**Material for the task**
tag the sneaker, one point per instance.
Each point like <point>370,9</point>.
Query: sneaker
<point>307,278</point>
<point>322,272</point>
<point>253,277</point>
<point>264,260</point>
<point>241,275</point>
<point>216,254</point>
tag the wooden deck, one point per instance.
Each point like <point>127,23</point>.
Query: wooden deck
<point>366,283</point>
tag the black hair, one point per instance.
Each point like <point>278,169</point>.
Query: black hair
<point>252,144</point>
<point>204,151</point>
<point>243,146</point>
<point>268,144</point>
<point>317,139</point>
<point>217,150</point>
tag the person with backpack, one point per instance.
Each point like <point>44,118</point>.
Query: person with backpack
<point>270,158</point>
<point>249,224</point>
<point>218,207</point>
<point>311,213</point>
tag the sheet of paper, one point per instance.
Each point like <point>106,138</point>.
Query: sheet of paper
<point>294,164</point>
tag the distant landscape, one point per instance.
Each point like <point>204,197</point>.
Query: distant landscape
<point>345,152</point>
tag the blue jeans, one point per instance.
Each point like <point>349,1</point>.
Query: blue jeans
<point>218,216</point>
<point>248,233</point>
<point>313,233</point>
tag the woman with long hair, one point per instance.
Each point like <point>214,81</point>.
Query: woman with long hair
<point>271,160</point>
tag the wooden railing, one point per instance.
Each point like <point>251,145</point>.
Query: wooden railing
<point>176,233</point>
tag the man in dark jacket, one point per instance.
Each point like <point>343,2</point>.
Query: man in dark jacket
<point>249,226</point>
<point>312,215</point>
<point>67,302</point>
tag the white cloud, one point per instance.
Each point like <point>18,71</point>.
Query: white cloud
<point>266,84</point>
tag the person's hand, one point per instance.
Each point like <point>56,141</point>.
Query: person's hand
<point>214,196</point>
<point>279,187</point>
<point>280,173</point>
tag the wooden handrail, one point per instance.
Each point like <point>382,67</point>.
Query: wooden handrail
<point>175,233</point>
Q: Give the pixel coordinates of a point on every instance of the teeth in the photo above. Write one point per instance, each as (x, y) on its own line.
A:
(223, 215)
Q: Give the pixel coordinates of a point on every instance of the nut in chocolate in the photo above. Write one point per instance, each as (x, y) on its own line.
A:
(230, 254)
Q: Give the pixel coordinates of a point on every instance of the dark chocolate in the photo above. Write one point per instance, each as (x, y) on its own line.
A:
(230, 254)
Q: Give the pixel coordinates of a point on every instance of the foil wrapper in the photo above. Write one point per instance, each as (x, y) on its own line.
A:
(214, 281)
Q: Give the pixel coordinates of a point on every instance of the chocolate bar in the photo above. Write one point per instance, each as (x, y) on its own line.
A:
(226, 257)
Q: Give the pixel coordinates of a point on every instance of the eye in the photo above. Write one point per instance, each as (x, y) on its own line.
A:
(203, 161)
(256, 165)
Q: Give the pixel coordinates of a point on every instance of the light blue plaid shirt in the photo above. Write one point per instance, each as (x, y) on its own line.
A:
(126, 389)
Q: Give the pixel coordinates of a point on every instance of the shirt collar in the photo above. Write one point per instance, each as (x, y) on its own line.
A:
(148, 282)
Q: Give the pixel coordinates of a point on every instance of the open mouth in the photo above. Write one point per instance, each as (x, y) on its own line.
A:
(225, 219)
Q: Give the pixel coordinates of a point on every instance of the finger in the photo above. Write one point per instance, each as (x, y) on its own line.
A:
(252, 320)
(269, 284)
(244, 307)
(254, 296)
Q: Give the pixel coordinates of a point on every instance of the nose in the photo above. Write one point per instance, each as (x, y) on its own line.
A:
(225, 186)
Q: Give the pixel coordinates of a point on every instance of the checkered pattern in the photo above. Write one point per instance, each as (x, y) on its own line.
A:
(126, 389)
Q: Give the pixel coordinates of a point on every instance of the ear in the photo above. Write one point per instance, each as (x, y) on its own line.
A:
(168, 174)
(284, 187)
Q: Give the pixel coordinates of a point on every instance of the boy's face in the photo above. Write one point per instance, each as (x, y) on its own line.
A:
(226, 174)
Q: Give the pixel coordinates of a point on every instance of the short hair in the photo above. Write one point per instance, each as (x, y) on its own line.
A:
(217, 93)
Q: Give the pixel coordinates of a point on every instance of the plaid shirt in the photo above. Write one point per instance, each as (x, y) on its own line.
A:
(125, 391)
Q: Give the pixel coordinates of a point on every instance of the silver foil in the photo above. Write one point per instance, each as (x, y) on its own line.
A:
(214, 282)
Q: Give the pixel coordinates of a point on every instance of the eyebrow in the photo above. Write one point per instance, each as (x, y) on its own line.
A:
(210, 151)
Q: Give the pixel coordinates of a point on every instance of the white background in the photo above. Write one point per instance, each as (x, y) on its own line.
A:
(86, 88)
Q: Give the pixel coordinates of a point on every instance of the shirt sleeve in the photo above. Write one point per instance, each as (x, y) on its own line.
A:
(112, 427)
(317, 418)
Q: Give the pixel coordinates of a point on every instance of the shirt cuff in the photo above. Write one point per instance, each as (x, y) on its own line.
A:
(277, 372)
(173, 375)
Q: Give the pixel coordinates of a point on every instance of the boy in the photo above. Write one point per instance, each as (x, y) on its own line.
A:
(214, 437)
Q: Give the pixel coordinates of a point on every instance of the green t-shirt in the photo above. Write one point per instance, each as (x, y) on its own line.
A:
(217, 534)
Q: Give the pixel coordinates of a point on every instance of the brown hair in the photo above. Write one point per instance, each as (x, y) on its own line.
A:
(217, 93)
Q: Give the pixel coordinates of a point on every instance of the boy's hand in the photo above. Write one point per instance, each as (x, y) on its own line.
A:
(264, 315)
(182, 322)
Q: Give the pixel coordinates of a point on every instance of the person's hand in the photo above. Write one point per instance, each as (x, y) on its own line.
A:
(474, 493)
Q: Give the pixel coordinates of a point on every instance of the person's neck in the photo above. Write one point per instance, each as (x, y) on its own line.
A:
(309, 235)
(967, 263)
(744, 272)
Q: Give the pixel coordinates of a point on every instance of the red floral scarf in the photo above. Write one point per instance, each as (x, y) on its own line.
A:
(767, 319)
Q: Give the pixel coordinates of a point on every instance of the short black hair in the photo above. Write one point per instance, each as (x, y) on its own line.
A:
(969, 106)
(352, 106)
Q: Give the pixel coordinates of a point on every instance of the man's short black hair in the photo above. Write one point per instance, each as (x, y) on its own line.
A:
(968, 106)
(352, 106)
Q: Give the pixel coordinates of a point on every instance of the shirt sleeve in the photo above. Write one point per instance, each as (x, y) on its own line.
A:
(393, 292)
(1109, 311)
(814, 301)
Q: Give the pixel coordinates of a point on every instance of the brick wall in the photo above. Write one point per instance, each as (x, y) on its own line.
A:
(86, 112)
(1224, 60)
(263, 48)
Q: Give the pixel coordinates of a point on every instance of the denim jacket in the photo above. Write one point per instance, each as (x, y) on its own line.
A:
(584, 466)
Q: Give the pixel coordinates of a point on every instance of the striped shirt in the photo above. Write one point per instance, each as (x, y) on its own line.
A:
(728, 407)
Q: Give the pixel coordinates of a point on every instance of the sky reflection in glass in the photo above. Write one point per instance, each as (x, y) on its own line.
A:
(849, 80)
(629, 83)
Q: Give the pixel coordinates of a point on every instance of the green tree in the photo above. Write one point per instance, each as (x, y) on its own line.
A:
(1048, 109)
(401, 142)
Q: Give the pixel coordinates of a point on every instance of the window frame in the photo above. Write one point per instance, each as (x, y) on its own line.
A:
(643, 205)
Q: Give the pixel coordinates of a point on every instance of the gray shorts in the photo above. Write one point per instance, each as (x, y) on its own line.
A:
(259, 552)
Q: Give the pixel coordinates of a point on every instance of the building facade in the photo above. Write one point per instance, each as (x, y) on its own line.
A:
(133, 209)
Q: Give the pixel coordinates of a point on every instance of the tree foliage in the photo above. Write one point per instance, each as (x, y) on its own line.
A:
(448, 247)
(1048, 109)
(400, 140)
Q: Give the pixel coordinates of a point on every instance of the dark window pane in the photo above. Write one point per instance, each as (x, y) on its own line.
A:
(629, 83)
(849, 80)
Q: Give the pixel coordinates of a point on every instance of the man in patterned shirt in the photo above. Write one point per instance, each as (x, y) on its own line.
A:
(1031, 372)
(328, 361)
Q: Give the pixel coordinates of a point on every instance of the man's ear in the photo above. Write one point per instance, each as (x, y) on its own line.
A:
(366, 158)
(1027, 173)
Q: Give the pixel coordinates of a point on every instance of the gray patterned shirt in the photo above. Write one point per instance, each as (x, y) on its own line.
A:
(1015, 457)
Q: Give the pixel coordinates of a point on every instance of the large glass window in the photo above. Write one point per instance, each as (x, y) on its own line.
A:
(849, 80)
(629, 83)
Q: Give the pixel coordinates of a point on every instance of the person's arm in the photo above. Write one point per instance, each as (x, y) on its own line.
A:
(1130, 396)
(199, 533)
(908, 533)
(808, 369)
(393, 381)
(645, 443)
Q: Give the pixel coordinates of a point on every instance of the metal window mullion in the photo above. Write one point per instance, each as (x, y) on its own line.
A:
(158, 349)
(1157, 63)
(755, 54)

**Job**
Rewrite the listing from its start through the line containing "<point>345,152</point>" as a two-column CSV with the headers request and answer. Give one row per request, put the request text and its answer each in a single quoted field, and replace line breaks with spaces.

**Task response**
request,answer
"tag the sneaker, one point per instance. Each point like <point>370,9</point>. Query: sneaker","<point>307,278</point> <point>322,272</point> <point>253,277</point> <point>264,260</point> <point>241,275</point> <point>216,254</point>"
"tag the wooden deck, one point per instance. Each point like <point>127,23</point>. Query: wooden deck","<point>366,283</point>"
"tag the black hair, one point per instance. Each point like <point>278,169</point>. Query: black hair","<point>252,144</point> <point>204,151</point> <point>243,146</point> <point>268,144</point> <point>317,139</point> <point>217,150</point>"
"tag the person with backpack, one point per instance. Each point like <point>44,118</point>. Query: person with backpack","<point>270,158</point> <point>249,224</point> <point>218,207</point> <point>311,213</point>"
"tag the sheet of paper, one point per instance. Each point like <point>106,138</point>. Query: sheet of paper","<point>294,164</point>"
"tag the distant landscape, one point per instance. Each point like <point>204,197</point>. Query: distant landscape","<point>345,152</point>"